[Records from a dataset]
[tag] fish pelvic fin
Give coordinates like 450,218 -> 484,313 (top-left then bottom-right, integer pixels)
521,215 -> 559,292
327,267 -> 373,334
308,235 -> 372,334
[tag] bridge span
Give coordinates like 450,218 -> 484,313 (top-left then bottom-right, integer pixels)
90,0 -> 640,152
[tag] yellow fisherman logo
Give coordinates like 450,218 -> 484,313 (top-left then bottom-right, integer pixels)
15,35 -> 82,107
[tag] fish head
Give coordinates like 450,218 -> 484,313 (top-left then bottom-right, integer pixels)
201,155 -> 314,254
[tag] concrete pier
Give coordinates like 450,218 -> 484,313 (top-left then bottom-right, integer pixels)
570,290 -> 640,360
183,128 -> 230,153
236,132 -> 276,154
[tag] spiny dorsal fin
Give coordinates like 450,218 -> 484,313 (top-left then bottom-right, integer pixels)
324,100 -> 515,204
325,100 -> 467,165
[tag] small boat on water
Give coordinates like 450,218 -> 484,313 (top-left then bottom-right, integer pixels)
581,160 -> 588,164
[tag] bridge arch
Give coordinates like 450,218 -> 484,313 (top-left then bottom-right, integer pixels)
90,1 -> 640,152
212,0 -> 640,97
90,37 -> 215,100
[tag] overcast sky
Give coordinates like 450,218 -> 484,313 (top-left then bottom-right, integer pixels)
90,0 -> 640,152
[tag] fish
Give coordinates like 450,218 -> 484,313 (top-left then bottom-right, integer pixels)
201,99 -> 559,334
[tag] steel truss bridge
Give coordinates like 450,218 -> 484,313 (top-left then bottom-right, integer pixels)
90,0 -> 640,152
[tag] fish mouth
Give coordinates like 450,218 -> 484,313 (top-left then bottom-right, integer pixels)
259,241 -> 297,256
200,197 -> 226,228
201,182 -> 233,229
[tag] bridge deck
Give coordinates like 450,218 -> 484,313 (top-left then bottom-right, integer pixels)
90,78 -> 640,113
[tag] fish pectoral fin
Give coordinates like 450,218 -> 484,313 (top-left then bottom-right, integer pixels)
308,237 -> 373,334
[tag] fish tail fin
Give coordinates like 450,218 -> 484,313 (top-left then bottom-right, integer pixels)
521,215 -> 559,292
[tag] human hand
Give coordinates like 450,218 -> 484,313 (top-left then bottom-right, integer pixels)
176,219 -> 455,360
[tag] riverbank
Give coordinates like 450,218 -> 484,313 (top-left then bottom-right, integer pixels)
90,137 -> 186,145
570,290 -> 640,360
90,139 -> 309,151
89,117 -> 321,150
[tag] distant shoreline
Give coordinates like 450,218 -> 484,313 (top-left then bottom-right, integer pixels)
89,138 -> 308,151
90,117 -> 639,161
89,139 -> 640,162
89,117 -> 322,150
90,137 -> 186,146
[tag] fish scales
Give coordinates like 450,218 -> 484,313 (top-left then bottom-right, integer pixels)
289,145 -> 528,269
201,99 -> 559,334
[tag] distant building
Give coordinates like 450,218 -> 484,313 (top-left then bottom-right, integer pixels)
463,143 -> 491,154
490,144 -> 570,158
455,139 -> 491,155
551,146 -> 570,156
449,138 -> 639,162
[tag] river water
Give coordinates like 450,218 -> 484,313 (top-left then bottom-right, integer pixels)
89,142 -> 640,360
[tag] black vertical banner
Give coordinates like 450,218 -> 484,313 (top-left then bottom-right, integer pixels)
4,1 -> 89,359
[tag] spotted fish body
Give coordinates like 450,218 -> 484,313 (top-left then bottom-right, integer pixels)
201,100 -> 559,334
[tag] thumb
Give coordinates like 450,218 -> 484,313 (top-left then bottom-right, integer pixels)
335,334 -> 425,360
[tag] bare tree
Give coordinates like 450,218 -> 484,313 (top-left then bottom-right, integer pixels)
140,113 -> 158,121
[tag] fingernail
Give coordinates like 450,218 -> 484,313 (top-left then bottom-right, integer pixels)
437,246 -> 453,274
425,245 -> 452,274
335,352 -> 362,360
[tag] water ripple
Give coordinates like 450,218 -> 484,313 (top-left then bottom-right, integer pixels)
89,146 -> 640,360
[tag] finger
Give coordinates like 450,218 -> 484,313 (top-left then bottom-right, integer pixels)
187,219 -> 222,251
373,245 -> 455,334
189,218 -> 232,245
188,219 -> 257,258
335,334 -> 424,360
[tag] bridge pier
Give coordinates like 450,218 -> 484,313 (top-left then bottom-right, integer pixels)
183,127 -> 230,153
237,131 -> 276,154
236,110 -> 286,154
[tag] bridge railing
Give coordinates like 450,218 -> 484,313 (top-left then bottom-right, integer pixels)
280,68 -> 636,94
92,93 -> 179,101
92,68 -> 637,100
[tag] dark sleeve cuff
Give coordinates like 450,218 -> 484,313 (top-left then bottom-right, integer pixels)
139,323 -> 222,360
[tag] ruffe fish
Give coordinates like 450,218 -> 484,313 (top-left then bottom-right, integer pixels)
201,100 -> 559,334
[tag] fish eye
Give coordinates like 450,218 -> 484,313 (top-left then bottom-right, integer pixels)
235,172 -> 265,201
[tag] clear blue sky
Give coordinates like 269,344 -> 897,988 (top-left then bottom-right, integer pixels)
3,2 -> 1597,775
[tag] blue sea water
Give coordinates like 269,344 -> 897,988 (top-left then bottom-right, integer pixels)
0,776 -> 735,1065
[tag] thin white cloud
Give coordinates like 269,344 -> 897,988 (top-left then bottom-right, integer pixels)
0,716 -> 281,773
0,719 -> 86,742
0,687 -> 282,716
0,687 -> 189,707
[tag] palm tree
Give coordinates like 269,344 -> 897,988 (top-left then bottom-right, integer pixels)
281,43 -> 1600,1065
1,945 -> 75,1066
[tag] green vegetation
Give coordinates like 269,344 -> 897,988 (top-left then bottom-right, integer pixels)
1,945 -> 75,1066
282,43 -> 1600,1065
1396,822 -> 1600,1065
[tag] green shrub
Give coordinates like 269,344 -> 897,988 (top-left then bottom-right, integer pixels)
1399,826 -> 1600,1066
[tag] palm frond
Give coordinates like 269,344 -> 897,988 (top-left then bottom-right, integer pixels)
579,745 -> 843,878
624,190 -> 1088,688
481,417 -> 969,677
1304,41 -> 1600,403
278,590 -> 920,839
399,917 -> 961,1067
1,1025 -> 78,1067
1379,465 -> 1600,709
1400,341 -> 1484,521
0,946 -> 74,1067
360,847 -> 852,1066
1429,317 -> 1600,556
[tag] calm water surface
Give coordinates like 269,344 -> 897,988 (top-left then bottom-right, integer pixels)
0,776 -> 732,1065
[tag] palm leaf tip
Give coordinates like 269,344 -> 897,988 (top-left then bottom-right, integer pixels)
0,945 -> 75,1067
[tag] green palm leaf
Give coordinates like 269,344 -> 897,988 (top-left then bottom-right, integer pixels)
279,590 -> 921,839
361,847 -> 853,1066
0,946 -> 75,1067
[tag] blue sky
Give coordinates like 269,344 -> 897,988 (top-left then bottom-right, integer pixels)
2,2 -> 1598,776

◆ **PROBLEM**
Each line above should appear again, reproduced exactly.

◆ **ANSWER BOX**
[tag] fish pelvic fin
Give coordinates like 450,218 -> 484,313 (top-left then bottom-right, integer pixels)
521,215 -> 559,292
327,267 -> 373,334
308,235 -> 372,334
[tag] bridge span
Give coordinates like 450,218 -> 484,313 (top-left then bottom-right, integer pixels)
90,0 -> 640,152
[tag] yellow fisherman logo
Give coordinates like 450,218 -> 484,313 (top-left then bottom-right, integer pixels)
15,35 -> 82,107
[tag] fish head
Give coordinates like 450,218 -> 484,313 (top-left then bottom-right, integer pixels)
201,155 -> 314,254
[tag] concrete pier
Give coordinates like 450,218 -> 484,313 (top-left then bottom-right, integer pixels)
570,290 -> 640,360
183,128 -> 230,153
236,132 -> 276,154
[tag] spiny dorsal fin
Give coordinates like 450,218 -> 484,313 (top-left then bottom-right, integer pixels)
324,100 -> 515,204
325,100 -> 467,165
[tag] small boat on water
Give coordinates like 450,218 -> 484,313 (top-left then bottom-right, integer pixels)
581,160 -> 588,164
[tag] bridge arch
Give coordinates like 450,218 -> 484,313 (top-left then bottom-right, integer pixels)
90,1 -> 640,152
212,0 -> 640,97
90,37 -> 215,100
[tag] overcast sky
Give coordinates like 450,218 -> 484,313 (top-left then bottom-right, integer pixels)
90,0 -> 640,152
[tag] fish
Give coordinates like 450,218 -> 484,313 (top-left then bottom-right, integer pixels)
201,99 -> 559,334
[tag] steel truss bridge
Give coordinates like 450,218 -> 484,313 (top-left then bottom-right, integer pixels)
90,0 -> 640,152
[tag] fish mouth
Give coordinates like 450,218 -> 484,313 (top-left then bottom-right, integer pixels)
259,241 -> 297,256
200,197 -> 226,228
201,182 -> 233,229
[tag] bridge deck
Give coordinates like 450,218 -> 484,313 (top-left then bottom-right, integer pixels)
90,78 -> 640,113
[tag] fish pectoral fin
Give coordinates like 450,218 -> 484,313 (top-left then bottom-right, integer pixels)
308,237 -> 373,334
[tag] fish tail fin
Give coordinates like 450,218 -> 484,313 (top-left then bottom-right, integer pixels)
521,215 -> 559,292
[tag] human hand
Give coordinates like 450,218 -> 484,313 (top-left then bottom-right, integer pixels)
176,219 -> 455,360
[tag] riverbank
Give coordinates like 450,218 -> 484,313 (top-left then bottom-right, integer pixels)
90,137 -> 186,145
570,290 -> 640,360
90,139 -> 309,151
89,117 -> 321,150
[tag] distant shoreline
Give coordinates like 450,218 -> 484,313 (top-left then bottom-right, integer pixels)
89,138 -> 308,151
90,117 -> 639,161
89,139 -> 640,162
89,117 -> 322,150
90,137 -> 186,146
[tag] fish scales
Give coordinates like 450,218 -> 484,313 (top-left then bottom-right, integer pixels)
289,145 -> 528,269
201,99 -> 559,334
[tag] distant building
Give coordinates like 450,218 -> 484,313 (top-left then bottom-right, integer pixels)
463,143 -> 491,154
490,144 -> 570,158
455,139 -> 491,155
551,146 -> 570,156
449,138 -> 639,162
[tag] river water
Give coordinates like 450,218 -> 484,313 (top-left then bottom-right, integer pixels)
89,142 -> 640,360
[tag] black vertical banner
Give coordinates like 450,218 -> 484,313 (top-left then bottom-right, integer pixels)
4,1 -> 89,359
[tag] spotted fish body
Give coordinates like 450,218 -> 484,313 (top-left then bottom-right, integer pixels)
201,100 -> 559,334
[tag] thumb
Give coordinates like 450,218 -> 484,313 (top-left then bottom-right, integer pixels)
335,334 -> 425,360
[tag] bare tree
Give coordinates like 450,218 -> 484,313 (top-left then bottom-right, integer pixels)
140,113 -> 158,121
[tag] fingernail
Give coordinates like 450,218 -> 484,313 (top-left then bottom-right, integer pixels)
437,246 -> 453,274
425,245 -> 452,274
335,352 -> 362,360
[tag] water ripple
Give coordinates like 450,218 -> 484,313 (top-left then bottom-right, integer pixels)
89,146 -> 640,360
[tag] finger
Give coordinates like 450,218 -> 484,313 (top-left then bottom-right, integer pixels)
187,219 -> 222,251
373,245 -> 455,334
189,218 -> 232,245
188,219 -> 257,258
335,334 -> 424,360
[tag] bridge pier
Give coordinates like 450,218 -> 484,313 (top-left then bottom-right, integer pixels)
183,127 -> 230,153
237,131 -> 276,154
236,110 -> 286,154
[tag] bridge railing
Give coordinates like 450,218 -> 484,313 (top-left then bottom-right, integer pixels)
280,68 -> 636,94
92,93 -> 179,101
92,68 -> 637,100
[tag] dark sleeve cuff
Give coordinates like 450,218 -> 484,313 (top-left then bottom-right, integer pixels)
139,323 -> 222,360
[tag] ruffe fish
Give coordinates like 450,218 -> 484,313 (top-left then bottom-right, integer pixels)
201,100 -> 559,334
[tag] fish eye
Give coordinates like 450,218 -> 484,313 (top-left then bottom-right, integer pixels)
235,172 -> 265,201
[tag] clear blue sky
Give coordinates like 269,344 -> 897,988 (top-left then bottom-right, integer pixels)
3,2 -> 1597,775
[tag] blue sea water
Give coordinates like 269,344 -> 897,988 (top-left then bottom-right, integer pixels)
0,776 -> 735,1065
[tag] thin white cloud
Give coordinates like 269,344 -> 897,988 (top-left then bottom-right, integer pixels)
0,716 -> 281,773
0,719 -> 86,742
0,687 -> 282,716
0,687 -> 189,707
[tag] palm tree
Give coordinates like 269,344 -> 897,988 (top-left then bottom-right, integer pixels)
281,43 -> 1600,1065
1,945 -> 75,1066
[tag] green vegetation
Give coordinates like 269,344 -> 897,988 (top-left then bottom-right, integer pixels)
1,945 -> 75,1066
282,43 -> 1600,1065
1396,822 -> 1600,1065
[tag] green shrub
Give coordinates like 269,344 -> 897,988 (top-left then bottom-right, integer pixels)
1399,826 -> 1600,1066
[tag] palm frond
Give coordinates like 269,344 -> 897,988 (top-left then bottom-right, integer pixels)
579,745 -> 843,878
624,190 -> 1088,688
481,417 -> 969,677
1304,41 -> 1600,403
278,590 -> 920,839
399,917 -> 961,1067
1,1025 -> 78,1067
1379,465 -> 1600,709
1400,341 -> 1484,521
0,946 -> 74,1067
360,847 -> 852,1066
1429,317 -> 1600,556
[tag] calm water surface
Give coordinates like 269,344 -> 897,988 (top-left then bottom-right, integer pixels)
0,776 -> 732,1065
[tag] palm leaf tip
Give coordinates like 269,344 -> 897,988 (top-left then bottom-right, integer pixels)
0,945 -> 75,1067
[tag] green palm leaf
Give coordinates like 269,344 -> 897,988 (top-left then bottom-right, integer pixels)
279,590 -> 921,839
361,847 -> 853,1066
0,946 -> 75,1067
[tag] blue sky
Give coordinates like 269,344 -> 897,988 (top-left then bottom-right, integer pixels)
2,2 -> 1598,776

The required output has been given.